(Stored dataset items)
"""

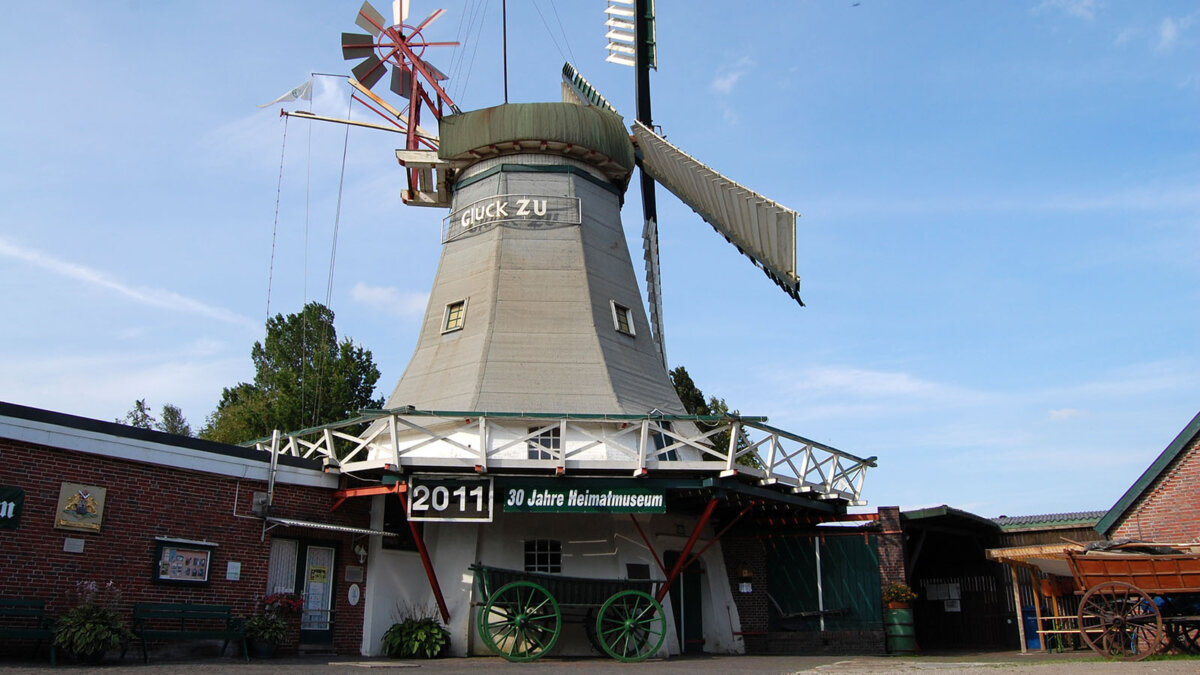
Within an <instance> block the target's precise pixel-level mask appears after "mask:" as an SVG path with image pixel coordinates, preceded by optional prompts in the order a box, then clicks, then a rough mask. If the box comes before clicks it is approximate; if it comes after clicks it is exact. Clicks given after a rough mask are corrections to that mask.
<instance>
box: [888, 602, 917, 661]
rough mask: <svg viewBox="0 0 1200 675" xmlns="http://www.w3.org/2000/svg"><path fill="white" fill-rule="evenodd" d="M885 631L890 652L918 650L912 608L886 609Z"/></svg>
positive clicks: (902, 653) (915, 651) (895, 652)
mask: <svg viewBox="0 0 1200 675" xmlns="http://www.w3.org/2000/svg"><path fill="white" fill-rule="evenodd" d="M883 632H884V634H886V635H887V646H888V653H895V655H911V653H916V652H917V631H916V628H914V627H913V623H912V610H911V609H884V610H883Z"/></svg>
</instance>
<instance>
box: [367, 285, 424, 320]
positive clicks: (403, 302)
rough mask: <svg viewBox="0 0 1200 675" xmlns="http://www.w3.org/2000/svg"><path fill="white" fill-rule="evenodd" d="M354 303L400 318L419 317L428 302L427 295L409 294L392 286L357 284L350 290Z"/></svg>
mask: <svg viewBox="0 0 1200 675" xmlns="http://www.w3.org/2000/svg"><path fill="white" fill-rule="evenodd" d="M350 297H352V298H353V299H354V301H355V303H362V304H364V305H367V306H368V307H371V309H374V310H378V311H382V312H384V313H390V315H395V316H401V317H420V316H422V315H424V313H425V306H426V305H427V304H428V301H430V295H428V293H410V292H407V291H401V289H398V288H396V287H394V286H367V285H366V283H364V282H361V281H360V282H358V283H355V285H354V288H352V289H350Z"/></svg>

"""

Reproduce the portion of the listing that runs from its start through the line containing "box: [888, 602, 917, 661]", including both ends, and leave the pictures out of your reply.

Within an <instance> block the target's precise pixel-level mask appears after "mask:" as an SVG path with image pixel coordinates, preceded by optional prompts in the order a box, then clicks, then a rough mask. If the box comes before clicks it is approximate; if it comes after clicks it is exact. Clicks given after a rough mask are corrections to that mask.
<instance>
box: [888, 602, 917, 661]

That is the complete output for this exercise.